Nalini Nadkarni, ’83, might well be the opposite of Barbie. While the latter is traditionally tall, blond and known for pink dresses, the former is petite, brunette and often sporting a helmet and climbing gear, tools she uses to carry out her work as an ecologist.
But last year, Nadkarni joined a project between National Geographic and Mattel to create a new line of Barbie dolls centered around science and exploration. This was a partnership long in the making.
The Barbie connection started 15 years ago when Nadkarni was on the faculty at The Evergreen State College. The scientist wondered how she could share her love for ecology with people beyond her students and colleagues.
“I had a 6-year-old girl at the time,” she says. “I thought, what if we took Barbie and then dressed her in my field clothes, giving her a little helmet and a little crossbow.” (The crossbow is used to shoot climbing ropes up into the trees.) “Then Barbie could do ecology instead of going to the prom,” says Nadkarni. She called Mattel with the idea, and was summarily dismissed.
But the forest ecologist could see the benefit of creating such a doll to teach children about the natural world, especially those children whose families or schools might not take them to a zoo or museum. “So we started making them ourselves,” she says. “It was me and the students in my lab. We bought Barbies at garage sales and made clothes and gear for them.”

**INPUT DATA:**
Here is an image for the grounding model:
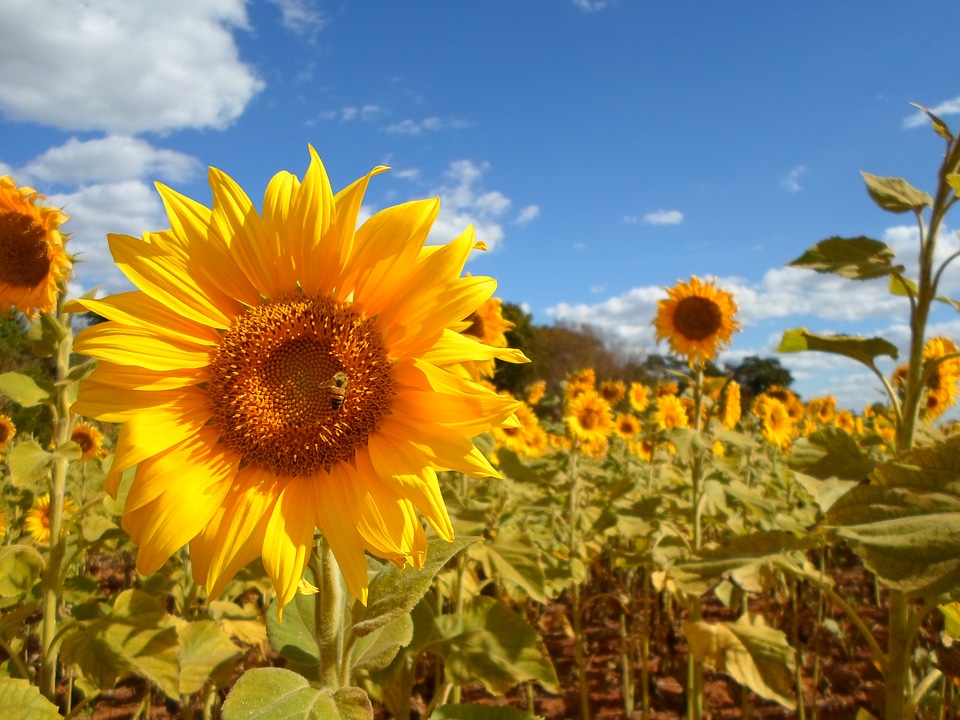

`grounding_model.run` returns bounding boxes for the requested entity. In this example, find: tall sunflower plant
[779,106,960,720]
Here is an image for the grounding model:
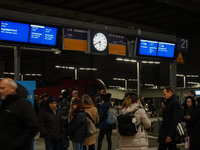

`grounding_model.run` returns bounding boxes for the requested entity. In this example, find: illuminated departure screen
[157,42,175,58]
[0,21,29,43]
[139,40,158,56]
[29,25,57,45]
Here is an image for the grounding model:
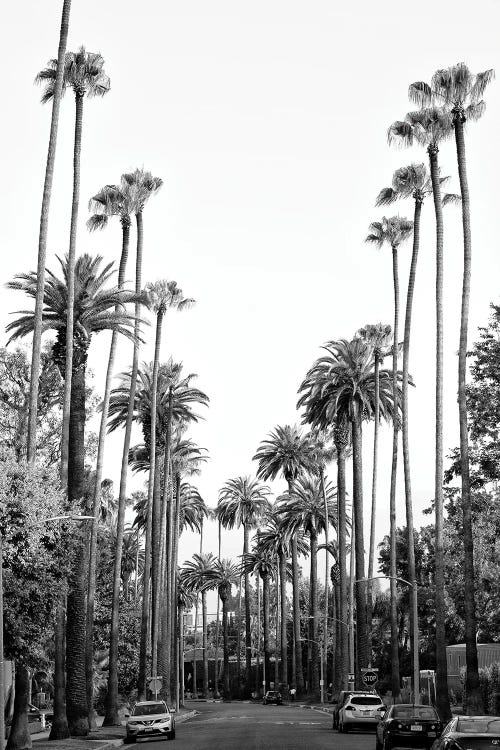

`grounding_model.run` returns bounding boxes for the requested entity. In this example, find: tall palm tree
[27,0,71,470]
[253,425,314,697]
[387,107,452,720]
[298,338,399,684]
[102,169,162,726]
[35,47,110,494]
[180,552,219,698]
[357,323,392,639]
[277,475,337,693]
[138,281,194,695]
[215,559,241,698]
[241,540,277,692]
[217,477,269,693]
[366,216,412,696]
[311,430,338,700]
[7,254,139,734]
[259,516,309,690]
[409,63,494,713]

**WORK INSTRUCTIONS:**
[1] From the profile of Nalini Nadkarni, reproduce the passage from "Nalini Nadkarni, ’83, might" to "in the making.".
[2] For each statement, say whether the profile of Nalini Nadkarni agrees with it, answering yes or no and quoting the words that decide it. (a) Mattel took up Nadkarni's idea when she called with it. (b) The crossbow is used to shoot climbing ropes up into the trees. (c) The Barbie connection started when Nadkarni was on the faculty at The Evergreen State College.
The records are separate material and have no connection to the profile of Nalini Nadkarni.

**COMPLETED EXERCISE:**
[1]
Nalini Nadkarni, ’83, might well be the opposite of Barbie. While the latter is traditionally tall, blond and known for pink dresses, the former is petite, brunette and often sporting a helmet and climbing gear, tools she uses to carry out her work as an ecologist.
But last year, Nadkarni joined a project between National Geographic and Mattel to create a new line of Barbie dolls centered around science and exploration. This was a partnership long in the making.

[2]
(a) No: "She called Mattel with the idea, and was summarily dismissed."
(b) Yes: "The crossbow is used to shoot climbing ropes up into the trees."
(c) Yes: "The Barbie connection started 15 years ago when Nadkarni was on the faculty at The Evergreen State College."